** What the task requires **
According to the text on ecosystem disruption, what is ecosystem strategy about at its heart?

Text passage Block Start

The basis of competition is changing. Are you prepared? Rivalry is shifting from well-defined industries that deliver clear products and services to broader ecosystems that deliver expansive value propositions: from cars to mobility solutions; from banking to fintech platforms; from pharmacies to health management centers; from production lines to intelligent factories. Industry boundaries are collapsing everywhere you look, and the trend is accelerating.
Today’s leaders are already wakeful, even to the point of insomnia. For many, however, wakefulness has added confusion rather than clarity. Why? Because as competition has spilled beyond traditional boundaries, their strategic challenges no longer fit within their strategic frameworks.
Classic disruption was industry disruption. Modern disruption is ecosystem disruption. Ecosystem disruption occurs when the introduction of new value propositions impacts competition across industries, erasing boundaries and overturning structure. Traditional rivals pursued the same prize with clear winners and losers; today’s challengers are pursuing different goals and focusing on different metrics as they wage their attacks. Traditional rivals focused on their own execution to gain advantage in cost and quality; today’s challengers assemble new sets of partners to create value in ways no individual firm could hope to deliver.
Ecosystem disruptors are not just adding competition, they are redefining the foundations of competition: they are changing the game. Whether you are attacking new markets, or trying to repel these attacks where you live, you need a new perspective on competition, growth, and leverage. Success is no longer simply about “winning,” but about making sure that you are winning the right game.
At its heart, ecosystem strategy is about partner alignment. Customer insight and great execution are the necessary but no longer sufficient drivers of success. As delivering your value propositions has become more dependent on collaboration, finding ways to align your partners has moved to center stage. In industries, working with partners meant mastering supply chains and distribution channels—everyone understood their role and position. In ecosystems, the challenge is aligning critical partners whose vision of who-does-what may vary dramatically from your own.
This means that the notion of winning itself must become more nuanced. Winners in industries dominate at the top. Winners in ecosystems can create and capture value from a variety of positions, and choosing where to play is just as important as what, how, and when to play.

Text passage Block End
Supplied records Block Start

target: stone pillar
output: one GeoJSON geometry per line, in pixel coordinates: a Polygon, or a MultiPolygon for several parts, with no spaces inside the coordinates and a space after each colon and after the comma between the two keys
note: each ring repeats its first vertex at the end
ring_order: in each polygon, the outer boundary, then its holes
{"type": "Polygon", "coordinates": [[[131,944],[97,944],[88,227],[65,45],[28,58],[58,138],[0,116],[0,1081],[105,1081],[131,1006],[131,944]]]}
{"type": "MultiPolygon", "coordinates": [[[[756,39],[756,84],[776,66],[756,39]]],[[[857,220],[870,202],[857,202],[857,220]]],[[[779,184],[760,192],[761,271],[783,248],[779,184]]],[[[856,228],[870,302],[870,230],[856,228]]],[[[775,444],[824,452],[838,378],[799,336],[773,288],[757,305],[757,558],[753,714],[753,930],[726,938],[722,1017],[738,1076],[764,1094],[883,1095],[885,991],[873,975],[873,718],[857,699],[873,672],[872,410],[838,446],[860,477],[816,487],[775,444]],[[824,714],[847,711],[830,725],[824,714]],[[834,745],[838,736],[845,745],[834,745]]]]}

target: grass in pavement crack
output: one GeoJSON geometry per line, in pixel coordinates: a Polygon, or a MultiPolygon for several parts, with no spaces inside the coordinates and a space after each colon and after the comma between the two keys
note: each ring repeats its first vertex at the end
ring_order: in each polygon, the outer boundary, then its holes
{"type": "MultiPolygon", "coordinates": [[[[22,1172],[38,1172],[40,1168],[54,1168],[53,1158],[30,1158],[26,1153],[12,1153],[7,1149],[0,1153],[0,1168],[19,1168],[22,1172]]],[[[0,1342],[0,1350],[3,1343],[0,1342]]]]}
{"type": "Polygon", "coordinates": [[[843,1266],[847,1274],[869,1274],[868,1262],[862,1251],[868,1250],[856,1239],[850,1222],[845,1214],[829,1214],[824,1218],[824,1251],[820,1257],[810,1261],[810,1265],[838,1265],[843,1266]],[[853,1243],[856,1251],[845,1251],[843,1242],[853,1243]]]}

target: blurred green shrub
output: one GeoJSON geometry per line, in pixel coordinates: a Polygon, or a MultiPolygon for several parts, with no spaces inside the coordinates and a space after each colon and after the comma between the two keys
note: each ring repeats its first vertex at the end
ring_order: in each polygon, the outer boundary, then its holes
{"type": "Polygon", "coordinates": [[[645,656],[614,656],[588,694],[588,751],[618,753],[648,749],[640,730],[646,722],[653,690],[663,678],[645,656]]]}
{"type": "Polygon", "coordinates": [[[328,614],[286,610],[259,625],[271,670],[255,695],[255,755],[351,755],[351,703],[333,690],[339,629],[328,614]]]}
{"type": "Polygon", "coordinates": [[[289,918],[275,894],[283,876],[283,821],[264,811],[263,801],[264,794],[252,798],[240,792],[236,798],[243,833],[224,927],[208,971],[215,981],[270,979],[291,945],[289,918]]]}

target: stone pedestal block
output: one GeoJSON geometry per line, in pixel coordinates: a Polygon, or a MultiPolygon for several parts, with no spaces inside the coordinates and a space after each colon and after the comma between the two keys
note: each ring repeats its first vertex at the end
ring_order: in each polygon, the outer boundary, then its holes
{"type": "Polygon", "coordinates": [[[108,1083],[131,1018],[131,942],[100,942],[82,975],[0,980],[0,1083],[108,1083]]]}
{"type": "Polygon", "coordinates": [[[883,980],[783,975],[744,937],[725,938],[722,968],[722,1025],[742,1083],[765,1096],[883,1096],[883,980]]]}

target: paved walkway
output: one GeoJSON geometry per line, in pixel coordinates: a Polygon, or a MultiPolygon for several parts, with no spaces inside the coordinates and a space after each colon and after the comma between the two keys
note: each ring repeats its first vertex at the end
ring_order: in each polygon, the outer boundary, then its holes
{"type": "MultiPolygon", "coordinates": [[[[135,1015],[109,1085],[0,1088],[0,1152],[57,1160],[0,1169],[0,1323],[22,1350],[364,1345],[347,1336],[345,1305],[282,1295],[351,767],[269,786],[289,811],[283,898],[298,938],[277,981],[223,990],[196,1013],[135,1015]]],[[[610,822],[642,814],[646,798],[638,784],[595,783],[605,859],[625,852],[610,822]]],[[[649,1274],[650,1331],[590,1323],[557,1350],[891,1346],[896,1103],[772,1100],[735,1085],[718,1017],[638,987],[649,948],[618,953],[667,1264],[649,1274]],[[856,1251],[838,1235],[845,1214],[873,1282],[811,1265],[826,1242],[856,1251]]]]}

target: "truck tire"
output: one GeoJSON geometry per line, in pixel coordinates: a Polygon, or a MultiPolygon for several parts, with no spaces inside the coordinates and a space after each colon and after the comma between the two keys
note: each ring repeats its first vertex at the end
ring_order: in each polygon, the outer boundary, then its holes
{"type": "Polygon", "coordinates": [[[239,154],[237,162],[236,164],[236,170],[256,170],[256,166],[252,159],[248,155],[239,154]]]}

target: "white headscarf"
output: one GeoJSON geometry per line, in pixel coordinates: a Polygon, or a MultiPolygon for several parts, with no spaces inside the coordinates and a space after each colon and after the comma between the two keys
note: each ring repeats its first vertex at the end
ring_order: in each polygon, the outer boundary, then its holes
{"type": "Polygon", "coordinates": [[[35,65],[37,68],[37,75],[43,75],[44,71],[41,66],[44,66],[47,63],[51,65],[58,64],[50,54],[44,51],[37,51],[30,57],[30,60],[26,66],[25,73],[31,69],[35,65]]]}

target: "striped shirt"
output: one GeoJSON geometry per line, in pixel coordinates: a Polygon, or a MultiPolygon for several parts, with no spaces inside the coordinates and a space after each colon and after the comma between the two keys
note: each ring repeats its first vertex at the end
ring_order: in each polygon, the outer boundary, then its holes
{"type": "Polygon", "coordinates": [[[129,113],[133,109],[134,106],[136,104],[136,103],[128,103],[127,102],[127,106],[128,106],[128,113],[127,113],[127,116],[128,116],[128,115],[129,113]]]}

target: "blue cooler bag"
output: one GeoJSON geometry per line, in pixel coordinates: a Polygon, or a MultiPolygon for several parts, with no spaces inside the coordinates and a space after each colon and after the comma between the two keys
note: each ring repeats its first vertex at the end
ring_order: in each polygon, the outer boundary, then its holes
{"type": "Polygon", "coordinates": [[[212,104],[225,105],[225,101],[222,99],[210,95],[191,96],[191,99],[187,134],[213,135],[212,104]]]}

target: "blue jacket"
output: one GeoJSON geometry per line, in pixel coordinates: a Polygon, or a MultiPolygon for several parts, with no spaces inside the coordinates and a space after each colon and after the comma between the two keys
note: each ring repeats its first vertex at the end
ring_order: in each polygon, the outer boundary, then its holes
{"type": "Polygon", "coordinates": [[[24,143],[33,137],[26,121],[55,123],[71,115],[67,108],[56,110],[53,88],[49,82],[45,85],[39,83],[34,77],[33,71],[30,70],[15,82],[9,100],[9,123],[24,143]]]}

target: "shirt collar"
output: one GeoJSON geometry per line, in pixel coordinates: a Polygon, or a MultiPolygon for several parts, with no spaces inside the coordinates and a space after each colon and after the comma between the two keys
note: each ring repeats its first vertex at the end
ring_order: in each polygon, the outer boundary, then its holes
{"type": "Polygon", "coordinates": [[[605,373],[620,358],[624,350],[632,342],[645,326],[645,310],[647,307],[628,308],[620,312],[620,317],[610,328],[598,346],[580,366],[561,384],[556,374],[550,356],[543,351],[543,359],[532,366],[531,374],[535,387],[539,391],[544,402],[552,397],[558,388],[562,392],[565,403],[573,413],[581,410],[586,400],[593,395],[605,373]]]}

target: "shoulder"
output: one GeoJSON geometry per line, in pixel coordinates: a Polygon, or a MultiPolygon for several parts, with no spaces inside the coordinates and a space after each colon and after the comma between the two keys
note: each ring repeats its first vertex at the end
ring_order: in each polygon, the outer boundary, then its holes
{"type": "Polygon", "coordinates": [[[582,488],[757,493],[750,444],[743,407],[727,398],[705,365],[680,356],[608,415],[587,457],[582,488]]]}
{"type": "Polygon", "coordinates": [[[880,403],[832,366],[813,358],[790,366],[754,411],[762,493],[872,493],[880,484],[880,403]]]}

Supplied records Block End

** Exercise answer **
Partner alignment.